◆ TESTO FORNITO:
━━━━━━━━━━━━━━━━━━━━

Ma, sconti statali a parte, si scopre ora che tra i rivenditori di «accessori, riviste e abiti vietati ai minori» c’è chi accetta per i pagamenti di rigeneranti «giochini proibiti» perfino la card del reddito di cittadinanza. Parliamo del famigerato «bancomat di Stato» concesso ai presunti «cittadini bisognosi» (e tali sono stati considerati addirittura vari ex brigatista ndr).

E così può capitare di assistere a casi-limite come quello documentato giorni fa da Striscia la notizia che nel Casertano ha beccato un cliente e un titolare di un sexy shop intenti a «transare» l’acquisto di una «crema rinvigorente» attraverso lo speciale badge anti-miseria. Faranno parte anche i vibratori e i kit sadomaso dei «dieci miliardi di consumo che saranno inseriti nell’economia italiana grazie alla nostra card», come auspicato dai pentastellati?

I quali assicurano: «Questo del sexy shop è solo un caso-limite». «Caso-limite» mica tanto, considerato che giorni fa il quotidiano Il Piccolo di Trieste ha aperto la prima pagina col seguente titolo: «Cercano di pagare con la tessera del reddito di cittadinanza, poi aggrediscono il barista»; un classico, quello di provare a pagare pranzi e cene, col tesserino di pseudo-povertà imposto griffato Di Maio.

Ma possono bastare due «casi-limite» per bocciare il welfare di nuova generazione tanto sponsorizzato dal governo Conte (il primo) e ora strenuamente ribadito dal governo Conte (il secondo) su sollecitazione del M5s?

━━━━━━━━━━━━━━━━━━━━

◆ RIGHE DI DATI:
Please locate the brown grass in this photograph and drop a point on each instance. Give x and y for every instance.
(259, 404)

━━━━━━━━━━━━━━━━━━━━

◆ ESERCIZI DA SVOLGERE:
1. Secondo l'articolo sulla card del reddito di cittadinanza, quale programma televisivo ha documentato il caso del sexy shop nel Casertano?
2. Prosegui l'articolo sulla card del reddito di cittadinanza dopo l'ultima frase riportata.
Le righe non hanno alcun ruolo in questo lavoro.

◆ RISPOSTE AGLI ESERCIZI:
1. Striscia la notizia.

2.
Se i «casi-limiti» fossero effettivamente «due» la risposta sarebbe «no», ma visto che segnalazioni di analoghi «casi-limite» stanno giungendo da più parti della Penisola allora le cose cambiano. C’è infatti chi con la scheda integratrice di reddito, infischiandosene delle «limitazioni previste dalla legge», seguita tranquillamente a comprare le più stravaganti tipologie di articoli commerciali.

Per un «legittimo» titolare (senza scrupoli) della «card gialla», opera su piazza almeno un corrispondente negoziante (senza scrupoli pure lui) che quella «card galla» l’accetta per farsi pagare abiti, scarpe, cellulari, televisori, biciclette, ecc.

Per questi tanti «casi-limite» (dati ufficiali non ce ne sono, ma se ne stimano – per difetto – un centinaio) si rischia – al «limite» – solo una figuraccia in tv o su qualche giornale locale. Le sanzioni previste sarebbero teoricamente severe, ma solo sulla carta: al momento nessuno è stato denunciato (o addirittura condannato) per «uso improprio della card».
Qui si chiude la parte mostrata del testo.